__GOAL__.
Copy out every line below that contains the word "Dataset". Only count it when the capital and small letters match.

__RECORDS SHOWN__.
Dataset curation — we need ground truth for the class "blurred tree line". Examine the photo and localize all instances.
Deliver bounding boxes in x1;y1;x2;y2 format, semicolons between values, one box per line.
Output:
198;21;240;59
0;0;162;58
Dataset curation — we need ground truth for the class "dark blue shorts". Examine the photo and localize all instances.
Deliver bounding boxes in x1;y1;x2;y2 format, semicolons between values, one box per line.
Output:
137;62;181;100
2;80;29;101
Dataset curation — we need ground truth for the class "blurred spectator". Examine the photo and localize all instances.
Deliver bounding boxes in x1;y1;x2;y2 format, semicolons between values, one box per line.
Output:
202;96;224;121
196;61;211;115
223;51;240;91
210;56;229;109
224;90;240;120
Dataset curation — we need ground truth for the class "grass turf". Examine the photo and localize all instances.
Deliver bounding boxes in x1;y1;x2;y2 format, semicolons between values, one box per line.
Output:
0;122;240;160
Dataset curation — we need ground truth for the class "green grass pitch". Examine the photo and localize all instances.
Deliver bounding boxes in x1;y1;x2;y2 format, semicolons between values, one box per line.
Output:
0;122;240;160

* * *

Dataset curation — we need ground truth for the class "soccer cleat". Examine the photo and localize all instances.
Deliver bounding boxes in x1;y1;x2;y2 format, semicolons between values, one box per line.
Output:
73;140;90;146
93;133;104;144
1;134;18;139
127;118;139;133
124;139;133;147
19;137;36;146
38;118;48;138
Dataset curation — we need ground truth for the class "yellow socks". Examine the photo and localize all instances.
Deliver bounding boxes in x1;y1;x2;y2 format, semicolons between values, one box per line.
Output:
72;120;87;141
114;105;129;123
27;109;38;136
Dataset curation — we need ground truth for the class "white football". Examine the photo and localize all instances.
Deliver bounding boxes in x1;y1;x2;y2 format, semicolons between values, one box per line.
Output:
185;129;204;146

__PROBLEM SOLUTION__.
Dataset curation — we need ground truth for the class "blurred tree line". Examine the photo and localize all instances.
Dataset curation — we need ground truth for the class "dark blue shorts". Examine the photo and localize all instances.
Dataset curation — we need ground truth for the class "blurred spectator". Examine the photo and localize all instances.
Dataset curation — we need ground truth for the class "grass turf". Examine the photo and localize all instances.
Dataset curation — we need ground truth for the class "green grass pitch". Examine the photo and localize all instances.
Dataset curation — we need ground truth for the class "soccer cleat". Examine the photo and localize all instances.
Dataset curation — we need ground truth for the class "yellow socks". Examine the photo and localize all instances.
Dataset curation — we need ground truth for the class "white football". Examine the photo and localize all instances.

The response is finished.